[BEGIN SOURCE TEXT]
Charles Dance, as Maxim de Winter, pursues Emilia Fox to take her as his second wife in Daphne Du Maurier’s “Rebecca”. Emilia pops up in “Pride and Prejudice” as Darcy’s sister, Georgiana, but keeps her clothes on in the Jane Austen! The things I have to remember for this blog!! Still, someone’s got to do it. I mean take their clothes off in classy drama productions! I’m sure I’m not the only one to remember!! Nudity doesn’t replace decent narrative, though, as it did in the recent Billie Piper disaster “Secret Diary of a Call Girl”. Emilia’s also in “David Copperfield”, as Clara, alongside the unfaltering Bob Hoskins as Micawber. “Harry Potter” fans will be pleased to see Daniel Radcliffe as Young Master Copperful! But, quickly returning to actresses, the lovely Daniela Denby-Ashe takes the lead in Elizabeth Gaskell’s “North & South”, as Margaret Hale, while the equally lovely Samantha Morton appears in Austen’s “Emma”, as Harriet Smith, and as the desired object Sophia Western in raunchy period piece “The History of Tom Jones, a Foundling”. Seven of the dozen titles originated on the BBC, whilst four débuted on ITV. The remaining dramatisation, E. M. Forster’s “A Room With a View”, is the only cinema release amongst the set and features Helena Bonham Carter as the impressionable Lucy Honeychurch rather than Elaine Cassidy in the recent TV version. Looks like I’m going to be camping outside Tesco’s or Smith’s over the next few weeks!
[END SOURCE TEXT]
[BEGIN STORED ROWS]
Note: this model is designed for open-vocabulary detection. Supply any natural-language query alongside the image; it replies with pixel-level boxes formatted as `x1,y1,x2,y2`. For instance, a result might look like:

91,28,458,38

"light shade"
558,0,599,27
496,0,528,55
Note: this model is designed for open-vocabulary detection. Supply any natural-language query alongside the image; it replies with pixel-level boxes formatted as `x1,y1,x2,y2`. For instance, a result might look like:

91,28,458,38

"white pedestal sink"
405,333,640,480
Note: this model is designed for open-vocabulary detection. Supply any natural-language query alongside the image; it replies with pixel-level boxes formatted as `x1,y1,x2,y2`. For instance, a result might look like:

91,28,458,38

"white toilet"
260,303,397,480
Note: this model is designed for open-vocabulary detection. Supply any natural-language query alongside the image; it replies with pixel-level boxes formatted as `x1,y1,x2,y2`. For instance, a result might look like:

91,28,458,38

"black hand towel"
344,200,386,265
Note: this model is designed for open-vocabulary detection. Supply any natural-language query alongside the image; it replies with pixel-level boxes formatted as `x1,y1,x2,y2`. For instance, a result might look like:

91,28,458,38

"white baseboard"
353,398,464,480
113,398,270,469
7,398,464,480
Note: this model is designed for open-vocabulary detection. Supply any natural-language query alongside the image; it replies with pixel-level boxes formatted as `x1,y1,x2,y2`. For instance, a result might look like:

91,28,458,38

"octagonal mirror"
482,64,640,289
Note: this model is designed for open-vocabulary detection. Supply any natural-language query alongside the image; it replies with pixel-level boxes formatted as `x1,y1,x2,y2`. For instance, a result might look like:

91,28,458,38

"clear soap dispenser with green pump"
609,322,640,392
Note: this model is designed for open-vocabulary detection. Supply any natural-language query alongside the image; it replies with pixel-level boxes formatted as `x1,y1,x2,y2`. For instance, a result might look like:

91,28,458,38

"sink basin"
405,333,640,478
[END STORED ROWS]
# [WORK TO DO]
Translate into French this sentence from the text on period dramas: "Seven of the dozen titles originated on the BBC, whilst four débuted on ITV." The records are not needed for this work.

# [COMPLETE RESPONSE]
Sept des douze titres proviennent de la BBC, tandis que quatre ont été diffusés pour la première fois sur ITV.